WHAT YOU ARE ASKED TO DO: How many lines in the records below contain the word "form"? Reply with the number only.

MATERIAL FOR THIS TASK:
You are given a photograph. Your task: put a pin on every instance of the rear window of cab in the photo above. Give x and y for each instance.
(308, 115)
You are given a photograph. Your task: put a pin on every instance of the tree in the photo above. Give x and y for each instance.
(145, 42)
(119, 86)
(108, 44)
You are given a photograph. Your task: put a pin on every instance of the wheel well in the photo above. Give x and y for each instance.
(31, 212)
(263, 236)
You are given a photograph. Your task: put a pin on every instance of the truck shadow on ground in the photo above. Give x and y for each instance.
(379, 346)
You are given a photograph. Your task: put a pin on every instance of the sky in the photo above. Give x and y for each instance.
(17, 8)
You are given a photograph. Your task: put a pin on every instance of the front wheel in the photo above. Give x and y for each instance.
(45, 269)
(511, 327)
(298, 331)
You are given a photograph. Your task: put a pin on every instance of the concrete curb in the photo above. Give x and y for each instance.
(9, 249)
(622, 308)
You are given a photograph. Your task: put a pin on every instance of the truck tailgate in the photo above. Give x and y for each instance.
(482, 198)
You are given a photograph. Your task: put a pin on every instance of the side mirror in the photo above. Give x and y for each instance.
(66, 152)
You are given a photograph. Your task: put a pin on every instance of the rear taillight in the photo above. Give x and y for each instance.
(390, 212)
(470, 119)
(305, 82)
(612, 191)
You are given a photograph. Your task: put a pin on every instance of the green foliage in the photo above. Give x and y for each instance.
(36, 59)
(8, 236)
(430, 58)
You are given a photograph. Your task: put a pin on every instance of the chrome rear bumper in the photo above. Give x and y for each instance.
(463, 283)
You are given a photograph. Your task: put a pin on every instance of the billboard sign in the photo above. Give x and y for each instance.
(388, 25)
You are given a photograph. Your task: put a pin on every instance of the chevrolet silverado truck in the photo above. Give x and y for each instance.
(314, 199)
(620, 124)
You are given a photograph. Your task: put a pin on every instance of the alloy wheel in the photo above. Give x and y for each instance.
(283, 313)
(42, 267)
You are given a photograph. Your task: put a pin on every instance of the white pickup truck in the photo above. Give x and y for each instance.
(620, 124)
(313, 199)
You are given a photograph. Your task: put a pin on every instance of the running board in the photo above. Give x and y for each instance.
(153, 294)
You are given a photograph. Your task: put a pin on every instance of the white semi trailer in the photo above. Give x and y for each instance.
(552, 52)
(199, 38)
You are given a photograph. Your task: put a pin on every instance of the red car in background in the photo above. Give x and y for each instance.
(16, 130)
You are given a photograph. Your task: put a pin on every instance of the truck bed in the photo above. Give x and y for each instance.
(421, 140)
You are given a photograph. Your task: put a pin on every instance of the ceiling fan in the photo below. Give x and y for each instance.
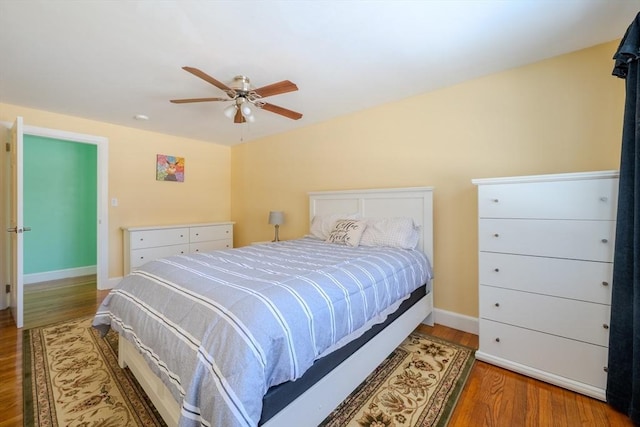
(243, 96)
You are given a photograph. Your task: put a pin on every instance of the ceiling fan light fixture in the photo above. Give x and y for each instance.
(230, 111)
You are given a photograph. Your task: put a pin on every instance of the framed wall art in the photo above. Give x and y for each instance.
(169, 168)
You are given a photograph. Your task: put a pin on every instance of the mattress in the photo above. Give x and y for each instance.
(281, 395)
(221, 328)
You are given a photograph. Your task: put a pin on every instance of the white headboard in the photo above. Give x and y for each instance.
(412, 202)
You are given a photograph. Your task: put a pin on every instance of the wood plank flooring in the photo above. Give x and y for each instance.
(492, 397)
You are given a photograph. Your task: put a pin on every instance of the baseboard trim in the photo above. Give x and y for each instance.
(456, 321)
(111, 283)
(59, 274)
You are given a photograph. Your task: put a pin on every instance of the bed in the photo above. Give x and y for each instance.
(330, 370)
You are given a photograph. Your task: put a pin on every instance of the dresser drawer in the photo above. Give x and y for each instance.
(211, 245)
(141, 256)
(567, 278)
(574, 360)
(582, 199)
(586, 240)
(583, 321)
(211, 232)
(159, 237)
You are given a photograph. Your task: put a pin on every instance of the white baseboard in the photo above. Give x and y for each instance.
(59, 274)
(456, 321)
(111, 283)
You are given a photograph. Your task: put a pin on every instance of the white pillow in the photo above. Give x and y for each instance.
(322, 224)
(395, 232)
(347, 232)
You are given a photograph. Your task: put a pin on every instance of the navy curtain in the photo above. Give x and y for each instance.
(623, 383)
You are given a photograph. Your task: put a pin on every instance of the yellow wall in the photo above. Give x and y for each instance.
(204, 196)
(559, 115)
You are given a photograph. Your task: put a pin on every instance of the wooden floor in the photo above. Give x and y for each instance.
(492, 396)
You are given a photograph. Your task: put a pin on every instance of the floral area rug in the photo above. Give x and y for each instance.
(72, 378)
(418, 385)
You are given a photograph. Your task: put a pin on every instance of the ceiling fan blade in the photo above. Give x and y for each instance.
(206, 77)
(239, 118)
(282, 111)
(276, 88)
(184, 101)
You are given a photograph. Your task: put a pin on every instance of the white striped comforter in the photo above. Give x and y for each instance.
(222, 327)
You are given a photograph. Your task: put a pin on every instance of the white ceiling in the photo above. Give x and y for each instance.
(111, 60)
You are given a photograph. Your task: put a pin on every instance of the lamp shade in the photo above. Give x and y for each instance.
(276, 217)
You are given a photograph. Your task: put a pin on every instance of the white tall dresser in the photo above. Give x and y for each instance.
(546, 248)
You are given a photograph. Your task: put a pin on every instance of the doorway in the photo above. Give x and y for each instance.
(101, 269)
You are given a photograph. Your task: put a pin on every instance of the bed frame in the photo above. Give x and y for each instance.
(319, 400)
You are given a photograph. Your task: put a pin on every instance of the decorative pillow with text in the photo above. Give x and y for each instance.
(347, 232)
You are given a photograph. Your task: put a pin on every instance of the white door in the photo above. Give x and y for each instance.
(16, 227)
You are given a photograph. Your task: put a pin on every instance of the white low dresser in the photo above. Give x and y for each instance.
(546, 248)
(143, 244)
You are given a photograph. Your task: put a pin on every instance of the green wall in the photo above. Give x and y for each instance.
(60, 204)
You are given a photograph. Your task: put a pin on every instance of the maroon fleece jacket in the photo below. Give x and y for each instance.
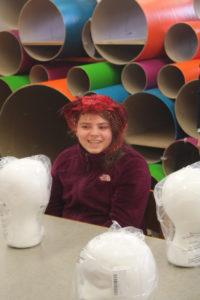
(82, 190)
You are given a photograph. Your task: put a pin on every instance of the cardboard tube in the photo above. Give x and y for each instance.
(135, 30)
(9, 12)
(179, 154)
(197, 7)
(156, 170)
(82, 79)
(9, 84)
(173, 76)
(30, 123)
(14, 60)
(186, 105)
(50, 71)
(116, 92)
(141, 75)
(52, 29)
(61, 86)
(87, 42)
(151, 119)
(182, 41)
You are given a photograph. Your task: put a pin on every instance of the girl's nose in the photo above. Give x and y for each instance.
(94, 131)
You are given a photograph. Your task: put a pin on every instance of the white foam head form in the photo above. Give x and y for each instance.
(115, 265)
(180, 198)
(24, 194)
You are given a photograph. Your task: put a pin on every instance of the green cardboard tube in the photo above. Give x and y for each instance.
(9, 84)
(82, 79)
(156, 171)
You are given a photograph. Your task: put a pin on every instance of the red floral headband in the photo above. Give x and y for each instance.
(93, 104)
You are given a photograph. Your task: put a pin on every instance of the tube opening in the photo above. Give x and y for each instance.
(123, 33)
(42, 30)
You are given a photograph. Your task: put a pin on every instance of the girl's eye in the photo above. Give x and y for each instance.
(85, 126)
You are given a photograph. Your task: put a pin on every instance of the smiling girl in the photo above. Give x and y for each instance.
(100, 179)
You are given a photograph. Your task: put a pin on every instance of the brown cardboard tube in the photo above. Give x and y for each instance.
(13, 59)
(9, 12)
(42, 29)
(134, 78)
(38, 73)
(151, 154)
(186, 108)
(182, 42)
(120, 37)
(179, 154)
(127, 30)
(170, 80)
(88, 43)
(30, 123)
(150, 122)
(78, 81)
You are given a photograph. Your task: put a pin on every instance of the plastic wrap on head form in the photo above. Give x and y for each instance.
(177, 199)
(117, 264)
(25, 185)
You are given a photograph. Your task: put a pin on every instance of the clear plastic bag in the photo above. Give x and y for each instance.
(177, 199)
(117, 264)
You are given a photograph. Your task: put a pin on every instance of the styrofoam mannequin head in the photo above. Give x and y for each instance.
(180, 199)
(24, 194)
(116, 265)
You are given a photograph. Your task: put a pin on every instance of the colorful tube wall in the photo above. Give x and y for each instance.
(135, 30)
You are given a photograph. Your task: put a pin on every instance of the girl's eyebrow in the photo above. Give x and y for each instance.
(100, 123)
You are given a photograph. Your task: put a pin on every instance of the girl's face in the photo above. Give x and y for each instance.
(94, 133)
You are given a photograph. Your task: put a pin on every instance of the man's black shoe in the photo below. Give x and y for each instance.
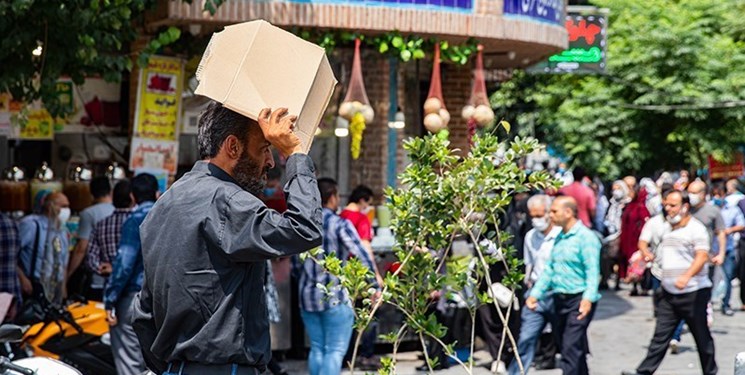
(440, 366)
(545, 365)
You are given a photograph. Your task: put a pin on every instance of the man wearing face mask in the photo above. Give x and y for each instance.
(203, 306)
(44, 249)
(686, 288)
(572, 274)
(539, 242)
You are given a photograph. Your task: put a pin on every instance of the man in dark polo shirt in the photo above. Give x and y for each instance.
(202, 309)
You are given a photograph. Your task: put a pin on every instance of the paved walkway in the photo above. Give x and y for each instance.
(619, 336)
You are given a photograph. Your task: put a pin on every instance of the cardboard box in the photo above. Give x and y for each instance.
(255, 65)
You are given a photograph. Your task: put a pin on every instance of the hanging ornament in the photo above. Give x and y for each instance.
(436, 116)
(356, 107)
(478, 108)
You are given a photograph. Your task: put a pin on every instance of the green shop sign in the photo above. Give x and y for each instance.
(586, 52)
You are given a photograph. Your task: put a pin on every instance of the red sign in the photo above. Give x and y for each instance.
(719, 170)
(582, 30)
==
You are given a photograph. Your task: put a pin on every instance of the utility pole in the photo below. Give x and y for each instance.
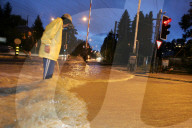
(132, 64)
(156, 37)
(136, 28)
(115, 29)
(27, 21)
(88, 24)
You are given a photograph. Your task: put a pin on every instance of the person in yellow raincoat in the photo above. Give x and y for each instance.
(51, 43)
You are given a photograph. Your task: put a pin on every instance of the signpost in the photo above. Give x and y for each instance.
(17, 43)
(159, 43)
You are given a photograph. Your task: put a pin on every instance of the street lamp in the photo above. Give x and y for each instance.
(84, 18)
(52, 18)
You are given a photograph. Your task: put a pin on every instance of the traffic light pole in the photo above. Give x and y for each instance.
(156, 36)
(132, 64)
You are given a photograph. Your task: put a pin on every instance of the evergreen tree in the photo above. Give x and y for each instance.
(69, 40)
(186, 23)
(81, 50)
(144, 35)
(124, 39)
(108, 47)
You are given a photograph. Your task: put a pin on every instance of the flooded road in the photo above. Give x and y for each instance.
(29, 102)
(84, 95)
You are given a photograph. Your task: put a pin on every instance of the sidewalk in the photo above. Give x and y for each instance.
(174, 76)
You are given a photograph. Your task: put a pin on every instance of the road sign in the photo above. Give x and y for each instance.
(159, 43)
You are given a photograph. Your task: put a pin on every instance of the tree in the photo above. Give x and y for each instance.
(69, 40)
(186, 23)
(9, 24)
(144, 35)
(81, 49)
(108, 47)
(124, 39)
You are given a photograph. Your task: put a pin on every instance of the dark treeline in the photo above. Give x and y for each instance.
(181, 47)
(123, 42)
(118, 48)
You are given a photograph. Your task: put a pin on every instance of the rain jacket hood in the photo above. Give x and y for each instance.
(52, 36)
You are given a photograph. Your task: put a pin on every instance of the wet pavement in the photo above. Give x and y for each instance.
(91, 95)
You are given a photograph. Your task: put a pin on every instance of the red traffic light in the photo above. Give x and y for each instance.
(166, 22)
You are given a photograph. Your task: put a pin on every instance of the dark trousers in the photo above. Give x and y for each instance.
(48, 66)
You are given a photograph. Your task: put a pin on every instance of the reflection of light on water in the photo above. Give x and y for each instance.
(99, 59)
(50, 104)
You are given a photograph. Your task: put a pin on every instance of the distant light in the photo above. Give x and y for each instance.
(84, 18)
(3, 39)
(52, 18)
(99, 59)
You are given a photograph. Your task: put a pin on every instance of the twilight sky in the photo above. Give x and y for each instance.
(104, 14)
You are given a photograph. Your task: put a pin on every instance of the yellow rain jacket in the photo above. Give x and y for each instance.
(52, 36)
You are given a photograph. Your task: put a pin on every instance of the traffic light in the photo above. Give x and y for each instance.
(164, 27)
* * *
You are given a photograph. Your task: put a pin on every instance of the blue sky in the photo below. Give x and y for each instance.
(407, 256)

CORRECT RESPONSE: 2